▶ Data records

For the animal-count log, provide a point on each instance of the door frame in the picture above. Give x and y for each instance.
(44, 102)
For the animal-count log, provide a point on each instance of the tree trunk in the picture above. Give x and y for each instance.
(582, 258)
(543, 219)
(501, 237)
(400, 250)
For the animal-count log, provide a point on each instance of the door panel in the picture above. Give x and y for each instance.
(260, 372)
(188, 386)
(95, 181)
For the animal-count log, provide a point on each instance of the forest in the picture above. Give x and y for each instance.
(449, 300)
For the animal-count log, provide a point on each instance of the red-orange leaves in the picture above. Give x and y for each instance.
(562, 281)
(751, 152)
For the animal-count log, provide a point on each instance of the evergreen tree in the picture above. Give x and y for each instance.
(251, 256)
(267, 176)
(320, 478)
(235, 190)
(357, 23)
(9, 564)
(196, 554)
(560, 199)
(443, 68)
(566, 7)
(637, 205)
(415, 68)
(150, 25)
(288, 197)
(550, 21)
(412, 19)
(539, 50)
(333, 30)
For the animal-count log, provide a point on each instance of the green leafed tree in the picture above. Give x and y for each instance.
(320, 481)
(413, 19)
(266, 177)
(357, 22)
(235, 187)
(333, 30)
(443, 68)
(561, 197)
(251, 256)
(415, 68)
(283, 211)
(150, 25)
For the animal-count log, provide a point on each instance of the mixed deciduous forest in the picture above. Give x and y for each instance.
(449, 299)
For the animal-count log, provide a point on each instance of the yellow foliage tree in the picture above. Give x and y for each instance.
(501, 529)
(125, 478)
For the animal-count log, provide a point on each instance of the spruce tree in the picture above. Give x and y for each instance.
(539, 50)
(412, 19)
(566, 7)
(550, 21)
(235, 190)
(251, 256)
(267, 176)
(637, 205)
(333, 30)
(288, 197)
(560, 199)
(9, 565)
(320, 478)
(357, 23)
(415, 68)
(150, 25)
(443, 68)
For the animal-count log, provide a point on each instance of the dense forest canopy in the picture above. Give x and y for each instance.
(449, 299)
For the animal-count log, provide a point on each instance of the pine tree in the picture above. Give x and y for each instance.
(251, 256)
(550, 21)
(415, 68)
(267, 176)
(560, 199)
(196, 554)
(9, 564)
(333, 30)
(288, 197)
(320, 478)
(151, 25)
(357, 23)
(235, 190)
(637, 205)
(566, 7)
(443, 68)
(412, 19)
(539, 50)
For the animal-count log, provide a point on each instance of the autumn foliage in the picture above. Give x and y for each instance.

▶ Short exercise
Can you rewrite the rows from the one containing "of the forest" through the final row, both included, copying each request as is and offsetting every x and y coordinate in the points by 146, with no other rows?

▶ Output for this task
For the animal-count log, provide a point on each instance of the forest in the picture above. Give x and y for each instance.
(595, 446)
For the animal-count log, provide a point on each instance of the red-orange leaves in the picture above. Give x and y for each instance.
(708, 427)
(897, 298)
For the animal-count log, provide a point on each instance of the evergreen tree in the picture above. Give x and y for each instance.
(397, 402)
(413, 322)
(466, 624)
(381, 336)
(503, 169)
(155, 710)
(342, 700)
(706, 345)
(589, 214)
(712, 153)
(783, 351)
(561, 214)
(296, 171)
(434, 343)
(696, 167)
(558, 165)
(685, 196)
(479, 176)
For the animal-count log, provide a point on each instance of the green leafed tree in the picture above. Give x and y for each instance.
(466, 627)
(559, 165)
(412, 323)
(503, 168)
(381, 333)
(479, 176)
(589, 214)
(707, 343)
(397, 402)
(561, 214)
(429, 357)
(296, 171)
For the animal-count log, provide a point on each instance of the mixed deciduous forest in the picture above. Give x and y for each instance.
(595, 445)
For the animal-count log, provide a point on each instance of the yellow foliage tree in the picture above. Give x and y for each instance.
(647, 675)
(271, 624)
For the animal-count log, provide a point on each instance of the spruce tree in the picture above. Give x and y for each instance.
(685, 196)
(558, 165)
(712, 153)
(696, 167)
(381, 336)
(397, 402)
(413, 322)
(783, 351)
(479, 176)
(434, 343)
(706, 345)
(155, 711)
(466, 624)
(503, 169)
(561, 214)
(296, 171)
(589, 214)
For the animal-count log, provide a point on each instance of the dense forest canopy in the picture above. Give x and y for each instance.
(595, 445)
For the animal-count log, provide a point on each instance of the pine tree in the picture above. Give x and y for each instance.
(397, 402)
(696, 167)
(561, 214)
(413, 322)
(706, 345)
(342, 700)
(155, 710)
(479, 176)
(434, 343)
(466, 624)
(297, 171)
(503, 169)
(381, 336)
(783, 351)
(712, 153)
(589, 214)
(558, 165)
(685, 196)
For the animal-count log, provide a point on each instance of the autumn foliage in the picture above. Give x and y for each instance.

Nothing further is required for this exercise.